▸ Do this
Repeat every entry word for word, skipping the pictures.

(Rows from a pointing dataset)
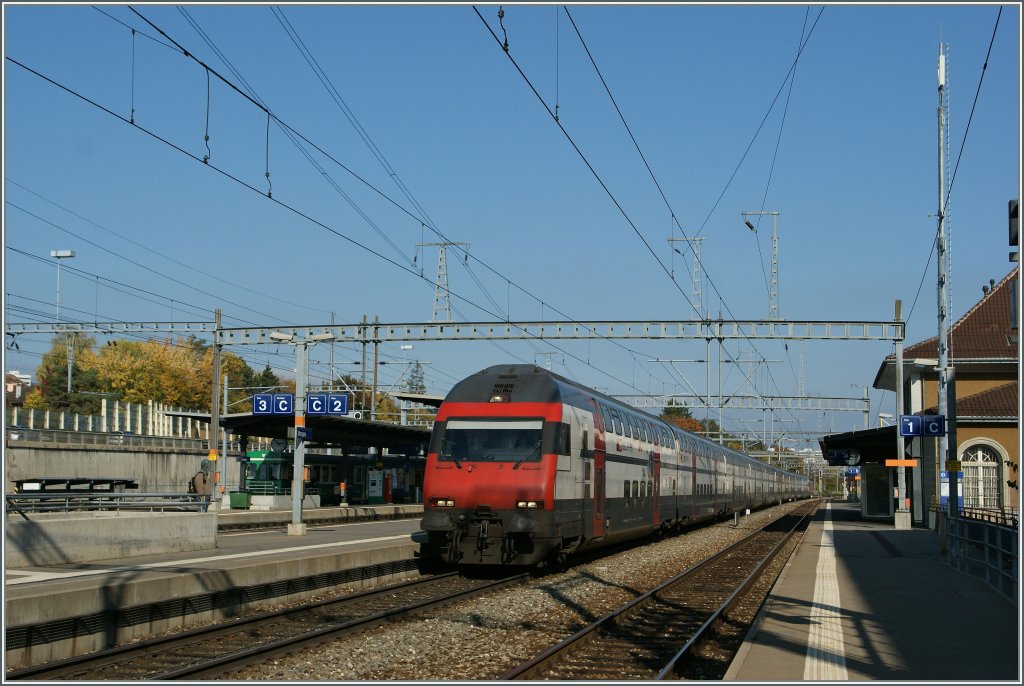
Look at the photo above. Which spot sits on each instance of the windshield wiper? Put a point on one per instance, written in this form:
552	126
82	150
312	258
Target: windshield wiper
527	456
444	448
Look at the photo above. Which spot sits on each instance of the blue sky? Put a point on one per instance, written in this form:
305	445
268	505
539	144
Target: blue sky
470	149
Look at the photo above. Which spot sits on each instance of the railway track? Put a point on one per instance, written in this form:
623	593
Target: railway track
654	636
214	651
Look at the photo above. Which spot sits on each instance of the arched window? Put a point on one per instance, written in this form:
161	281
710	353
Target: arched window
981	477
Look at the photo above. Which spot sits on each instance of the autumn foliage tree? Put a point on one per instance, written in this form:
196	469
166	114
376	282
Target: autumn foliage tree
174	372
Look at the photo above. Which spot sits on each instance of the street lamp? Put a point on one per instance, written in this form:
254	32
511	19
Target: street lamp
773	288
69	343
59	255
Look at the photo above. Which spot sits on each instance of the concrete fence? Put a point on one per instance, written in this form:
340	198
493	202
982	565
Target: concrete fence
152	419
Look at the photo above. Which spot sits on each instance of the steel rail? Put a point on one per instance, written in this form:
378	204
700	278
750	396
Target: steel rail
535	668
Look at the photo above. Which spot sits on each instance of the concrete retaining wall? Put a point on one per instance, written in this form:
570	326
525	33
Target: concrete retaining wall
156	469
103	536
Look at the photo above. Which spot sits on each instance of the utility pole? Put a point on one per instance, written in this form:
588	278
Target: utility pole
215	404
363	383
69	337
373	396
441	299
947	452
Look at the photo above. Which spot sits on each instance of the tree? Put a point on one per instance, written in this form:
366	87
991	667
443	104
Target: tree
680	416
51	390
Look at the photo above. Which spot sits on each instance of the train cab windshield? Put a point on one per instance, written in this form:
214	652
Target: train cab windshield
492	440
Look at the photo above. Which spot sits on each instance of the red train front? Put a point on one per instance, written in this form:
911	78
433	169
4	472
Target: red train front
489	480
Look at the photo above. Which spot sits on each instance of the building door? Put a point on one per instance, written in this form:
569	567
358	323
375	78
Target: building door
981	477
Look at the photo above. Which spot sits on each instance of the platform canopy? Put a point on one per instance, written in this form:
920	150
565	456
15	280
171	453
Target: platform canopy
857	447
327	430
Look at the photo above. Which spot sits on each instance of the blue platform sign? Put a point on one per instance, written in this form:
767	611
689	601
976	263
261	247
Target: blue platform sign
934	425
316	403
909	425
284	403
263	403
922	425
337	403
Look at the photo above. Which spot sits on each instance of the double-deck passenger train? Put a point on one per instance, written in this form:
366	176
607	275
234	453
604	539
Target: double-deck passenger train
526	467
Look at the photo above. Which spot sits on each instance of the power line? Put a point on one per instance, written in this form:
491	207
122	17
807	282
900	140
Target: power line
158	253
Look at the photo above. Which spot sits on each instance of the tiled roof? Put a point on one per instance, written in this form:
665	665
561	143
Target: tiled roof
983	333
998	401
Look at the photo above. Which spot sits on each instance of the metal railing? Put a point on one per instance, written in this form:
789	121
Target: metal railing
70	501
1004	517
986	548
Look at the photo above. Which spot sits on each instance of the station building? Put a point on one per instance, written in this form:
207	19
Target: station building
984	352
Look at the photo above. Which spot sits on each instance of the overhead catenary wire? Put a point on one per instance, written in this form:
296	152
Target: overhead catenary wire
326	81
278	202
600	180
127	239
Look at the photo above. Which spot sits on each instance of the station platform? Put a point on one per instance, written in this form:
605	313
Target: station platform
863	601
52	612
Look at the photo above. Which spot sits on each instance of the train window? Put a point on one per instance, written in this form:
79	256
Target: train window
496	440
605	417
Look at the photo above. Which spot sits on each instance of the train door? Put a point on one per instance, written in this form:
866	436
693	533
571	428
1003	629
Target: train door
655	486
599	445
598	494
694	491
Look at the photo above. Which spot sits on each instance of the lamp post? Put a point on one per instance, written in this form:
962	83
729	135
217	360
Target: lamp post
773	288
69	341
297	526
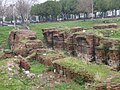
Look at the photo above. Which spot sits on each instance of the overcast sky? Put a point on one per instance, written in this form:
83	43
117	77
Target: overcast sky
41	1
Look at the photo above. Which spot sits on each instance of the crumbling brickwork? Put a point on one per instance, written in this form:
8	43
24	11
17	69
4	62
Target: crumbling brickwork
86	45
23	41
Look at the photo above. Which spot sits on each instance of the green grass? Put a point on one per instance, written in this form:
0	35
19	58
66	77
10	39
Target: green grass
66	86
18	81
66	24
100	72
4	33
114	33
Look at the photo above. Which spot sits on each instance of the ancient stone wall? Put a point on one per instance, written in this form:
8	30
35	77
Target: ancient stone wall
86	45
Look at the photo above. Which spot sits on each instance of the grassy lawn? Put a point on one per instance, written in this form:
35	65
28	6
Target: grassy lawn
114	33
4	32
99	72
66	86
15	80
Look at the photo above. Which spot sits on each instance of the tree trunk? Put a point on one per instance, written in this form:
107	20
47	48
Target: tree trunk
84	16
115	12
22	19
79	15
95	15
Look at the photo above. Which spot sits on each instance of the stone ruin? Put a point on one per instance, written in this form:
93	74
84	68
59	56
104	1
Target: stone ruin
85	45
22	42
103	26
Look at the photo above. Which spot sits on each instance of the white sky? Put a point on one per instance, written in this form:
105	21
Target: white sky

▸ Correct response
Look at the photo above. Which spot sits on each instance of the windshield wiper? Put a point on one per instance, written in this form:
552	126
82	150
312	258
Target: windshield wiper
527	456
444	448
Look at the photo above. Which spot sits on each instance of the blue sky? Put a point on one per instance, written in this form:
305	445
268	505
539	144
Target: blue sky
470	149
Look at the photo above. Which spot sits on each instance of the railway track? Put a point on one per instance, written in this form:
623	593
Target: railway track
654	636
214	651
Look at the photo above. Which spot sits on each instance of the arched window? Put a point on one per instance, written in this form:
161	281
710	353
Target: arched window
981	477
Look at the photo above. Which spot sits on each instance of the autumn foliage tree? Put a point on one per instance, written in this form:
196	469
166	114
376	282
Target: autumn foliage tree
174	372
Look at the photo above. Which spot sits on each instance of the street lamp? Put a point on one per instance, written in this form:
254	32
511	19
Target: street lamp
773	288
69	343
59	255
Look at the photo above. Which spot sits on each instance of the concrete fence? Put a point on one per instance, written in this form:
340	198
493	202
982	565
Target: concrete fence
152	419
Look at the photo above. Which spot sits on each instance of the steel rail? Put a point on one per instance, written in this form:
378	204
700	278
750	396
Target: steel rail
535	668
Look at the photo above. Which spot sits on each instance of the concrete retaining wall? Put a point on one per instance, written in this form:
570	326
525	33
Target: concrete retaining wall
156	469
103	536
Look at the photo above. Which spot sits on each instance of the utility pole? Put a point on one per instance, written in this form:
588	278
Target: utility pole
215	404
363	383
69	337
373	396
441	299
947	452
Look at the photo above. Which spot sits on each instance of the tree? Put a point on one per instance, written in this form:
366	87
991	667
443	104
Target: tree
680	416
51	390
Look at the photo above. Which spot sits on each instance of the train cab windshield? Put a point on one per instance, written in this form:
214	652
Target: train cab windshield
492	440
Look at the photo above. Which spot sits on each instance of the red train front? Put a point on one per instance, written in this form:
911	78
433	169
4	472
Target: red train front
489	480
Look at the photo above. Which spot sits on each instance of the building door? Put a point on one per instance, written in this form:
569	567
358	323
375	78
Target: building door
981	477
Look at the photo above. Which spot sits on each instance of the platform canopy? Put a point on one per instance, written in this form:
920	150
565	456
15	280
171	453
Target: platform canopy
857	447
327	430
Look at the photo above. Which spot sits on each instance of the blue platform sign? Put a point on one per instance, written in this form:
767	611
689	601
976	263
261	247
Target: blue platform sign
934	425
316	403
909	425
284	403
263	403
922	425
337	403
Look at the photo above. Which spot sits on each instance of the double-deck passenger train? Put a point on one per instance, written in this form:
366	176
607	275
234	453
604	539
Target: double-deck passenger train
526	467
Look at the photo above. Which spot sits on each instance of the power line? Put a point on one per instance, written in this form:
491	207
122	17
807	282
900	140
Target: power line
158	253
Look at the photo above. Which spot sits on each instance of the tiled roof? Put a point on one per instance, written in this form:
665	665
561	143
Target: tiled roof
983	333
998	401
Look at the photo above. Which spot sits on each instance of the metal railing? Put a point on one per instance, written in this form:
789	121
Target: metal railing
70	501
1004	517
986	548
Look at the photo above. Which spot sits on each instance of the station building? Put a point on one per instance, written in this form:
207	19
Target: station building
984	352
Look at the photo above. Which spot sits on each instance of the overhead catenary wire? Put a point on one per instance, written in this form:
296	152
Target: overhead catenary wire
326	81
278	202
600	180
127	239
Look at the photo above. Which spot sits on each instance of the station platform? Put a point on one per instance, written in this form:
605	313
Target: station platform
863	601
52	612
Look at the photo above. Which spot sits on each instance of the train window? Put a point on one per instance, written in this form:
79	256
Target: train window
496	440
605	417
Look at the photo above. Which spot sits on each instance of the train door? Put a point on one per instance, written in this form:
866	436
693	533
571	428
1003	629
Target: train door
655	486
599	445
598	494
694	491
Look at the photo above. Which spot sits on each instance of the lamp post? Put a point on one per instance, written in this form:
962	83
729	135
217	360
Target: lamp post
773	288
69	341
297	526
Look at the photo above. Which spot sits on each instance of the overcast sky? Put a point on one per instance, written in this form:
83	43
117	77
Target: overcast sky
41	1
Look at the photo above. Which spot sits on each instance of the crumbling brickwork? Put a point on one per instance, written in this form:
8	43
24	11
17	69
4	62
Target: crumbling brickwork
86	45
23	41
Look at the photo above. Which spot sits on each instance of the green grass? Put a point on one per instance, written in this form:
0	35
19	58
66	77
10	39
Target: green grass
66	86
18	81
66	24
100	72
4	33
114	33
Look at the photo above. Which spot sits on each instance of the ancient stone wall? Put a point on one per instance, written in this form:
8	30
35	77
Target: ancient stone wall
86	45
Look at the photo above. Which spot sits on each instance of the grassy lawn? Put a point on one per instance, written in this form:
35	65
28	6
Target: grassy lawn
114	33
4	32
99	72
66	86
15	80
Look at the photo above. Which spot sits on each instance of the tree trunk? Put a point on one per instance, written in this form:
107	20
47	48
Target: tree trunk
84	16
115	12
22	19
79	15
95	15
Look at the photo above. Which spot sits on each instance of the stone ruin? Put a point on one per instance, written in this form:
93	74
84	68
59	56
104	1
Target: stone ruin
85	45
22	42
103	26
Look at the photo above. Which spot sits on each instance of the white sky? Put a point on one per instance, written in this form:
105	21
Target: white sky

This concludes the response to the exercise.